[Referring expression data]

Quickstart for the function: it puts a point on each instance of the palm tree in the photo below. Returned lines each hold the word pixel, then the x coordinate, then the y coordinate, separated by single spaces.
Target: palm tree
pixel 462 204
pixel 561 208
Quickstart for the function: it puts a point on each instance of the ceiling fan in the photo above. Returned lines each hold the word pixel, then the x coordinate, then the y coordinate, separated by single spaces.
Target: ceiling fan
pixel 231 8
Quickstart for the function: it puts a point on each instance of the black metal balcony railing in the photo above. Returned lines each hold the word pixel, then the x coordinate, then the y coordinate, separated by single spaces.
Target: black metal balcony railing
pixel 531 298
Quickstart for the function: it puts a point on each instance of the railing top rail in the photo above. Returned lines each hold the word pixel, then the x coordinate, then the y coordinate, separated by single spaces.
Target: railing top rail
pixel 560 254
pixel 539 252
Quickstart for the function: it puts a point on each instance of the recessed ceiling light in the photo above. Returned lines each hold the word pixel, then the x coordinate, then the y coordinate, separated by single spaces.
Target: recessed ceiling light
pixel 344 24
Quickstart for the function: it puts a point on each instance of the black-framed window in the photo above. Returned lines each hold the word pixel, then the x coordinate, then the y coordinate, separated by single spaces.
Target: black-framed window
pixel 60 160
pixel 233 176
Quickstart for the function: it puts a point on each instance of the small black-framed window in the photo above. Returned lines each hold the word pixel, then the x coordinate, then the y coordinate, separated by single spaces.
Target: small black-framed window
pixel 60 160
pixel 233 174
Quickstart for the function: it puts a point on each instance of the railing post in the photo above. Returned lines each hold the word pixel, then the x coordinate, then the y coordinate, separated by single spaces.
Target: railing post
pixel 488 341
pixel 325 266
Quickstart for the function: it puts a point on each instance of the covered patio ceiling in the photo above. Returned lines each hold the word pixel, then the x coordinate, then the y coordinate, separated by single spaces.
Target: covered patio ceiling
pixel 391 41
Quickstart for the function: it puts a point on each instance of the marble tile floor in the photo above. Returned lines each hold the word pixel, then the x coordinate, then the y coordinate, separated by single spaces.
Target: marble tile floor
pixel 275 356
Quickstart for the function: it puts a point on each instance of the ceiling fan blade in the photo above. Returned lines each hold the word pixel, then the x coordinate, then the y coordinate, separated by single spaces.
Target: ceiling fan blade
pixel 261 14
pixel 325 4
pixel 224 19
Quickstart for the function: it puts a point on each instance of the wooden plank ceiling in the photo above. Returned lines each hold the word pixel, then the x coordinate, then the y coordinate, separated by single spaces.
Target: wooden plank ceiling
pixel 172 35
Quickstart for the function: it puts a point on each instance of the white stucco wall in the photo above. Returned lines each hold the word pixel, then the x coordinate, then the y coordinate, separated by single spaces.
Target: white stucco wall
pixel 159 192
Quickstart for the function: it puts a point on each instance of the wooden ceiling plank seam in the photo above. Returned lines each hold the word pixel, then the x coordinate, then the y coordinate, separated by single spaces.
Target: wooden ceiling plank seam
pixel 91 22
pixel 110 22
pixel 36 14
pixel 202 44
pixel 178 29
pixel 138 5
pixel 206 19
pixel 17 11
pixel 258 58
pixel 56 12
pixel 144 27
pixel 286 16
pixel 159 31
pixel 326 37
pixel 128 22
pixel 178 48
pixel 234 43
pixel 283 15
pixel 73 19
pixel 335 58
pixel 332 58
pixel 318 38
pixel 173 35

* [Exercise requirements]:
The records above are to be restated word for word, in full.

* [Answer to this exercise]:
Quickstart for the function: it puts a point on each instance of the palm tree in the photo below. Returned lines each hold the word pixel, then the x coordinate, then the y coordinate, separated by single spaces.
Target: palm tree
pixel 462 204
pixel 561 208
Quickstart for the function: it puts a point on each instance of the ceiling fan in the photo above. Returned lines each hold the word pixel, then the x coordinate, then the y coordinate, separated by single spaces.
Target: ceiling fan
pixel 231 8
Quickstart for the function: it puts a point on each instance of the black metal balcony railing in the photo above. Returned lines each hold the word pixel, then the x coordinate, then the y coordinate, separated by single spaces.
Target: black metal balcony railing
pixel 531 298
Quickstart for the function: it puts a point on each instance of the railing top rail in the photo above. Returned lines each hold the word pixel, then the x coordinate, then the y coordinate, separated by single spaces.
Target: railing top rail
pixel 560 254
pixel 539 252
Quickstart for the function: it puts a point on each instance of the recessed ceiling light in the photo above. Returned lines each hold the word pixel, then the x coordinate, then the y coordinate, separated by single spaces.
Target: recessed ceiling light
pixel 344 24
Quickstart for the function: it puts a point on each instance of the black-framed window in the photo above. Returned lines each hold the word pixel, then the x coordinate, then the y coordinate, separated by single spaces.
Target: black-framed window
pixel 60 160
pixel 233 176
Quickstart for the function: it puts a point on each instance of the small black-framed window in the photo above. Returned lines each hold the word pixel, then the x coordinate, then the y coordinate, separated by single spaces.
Target: small black-framed window
pixel 60 160
pixel 233 174
Quickstart for the function: it puts a point on each instance of the railing post in the photo above. Returned lines each hold the word pixel, then the x coordinate, then the y coordinate, separated by single spaces.
Target: railing post
pixel 488 341
pixel 325 266
Quickstart for the function: it puts a point on each instance of the covered patio ceiling in the photo above. Returned lines each hold the word pixel, then the x coordinate, then the y coordinate, separated by single spaces.
Target: covered patio ceiling
pixel 391 41
Quickstart for the function: it puts a point on each instance of the marble tile floor in the photo above. Returned lines each hold the word pixel, then the x coordinate, then the y coordinate, separated by single spaces.
Target: marble tile floor
pixel 275 356
Quickstart for the function: it puts a point on each instance of the ceiling fan blade in the photo above. Returned lines each hold the word pixel, then the x coordinate, then the y coordinate, separated by single spaces.
Target: ceiling fan blade
pixel 261 14
pixel 325 4
pixel 224 19
Quickstart for the function: it puts a point on each instance of the wooden plank ceiling in the photo above. Returned lines each hold the word pixel, then the x coordinate, then the y coordinate, separated by single spaces.
Target: wooden plank ceiling
pixel 172 35
Quickstart for the function: it puts a point on each instance of the white stucco wall in the photo above. Returned lines each hold the word pixel, then the x coordinate, then the y coordinate, separated by single spaces.
Target: white stucco wall
pixel 159 192
Quickstart for the function: it puts a point on each instance of the wooden ceiling plank seam in the photo above. Returned lines each hold the word pixel, then the x coordinate, then the y coordinate, separated by single spaces.
Target: wooden ceiling plank seam
pixel 91 22
pixel 110 22
pixel 36 14
pixel 202 44
pixel 178 29
pixel 138 5
pixel 206 19
pixel 17 11
pixel 258 58
pixel 56 12
pixel 144 27
pixel 286 16
pixel 159 31
pixel 326 37
pixel 128 22
pixel 178 48
pixel 234 43
pixel 283 15
pixel 73 19
pixel 335 58
pixel 332 58
pixel 318 38
pixel 173 35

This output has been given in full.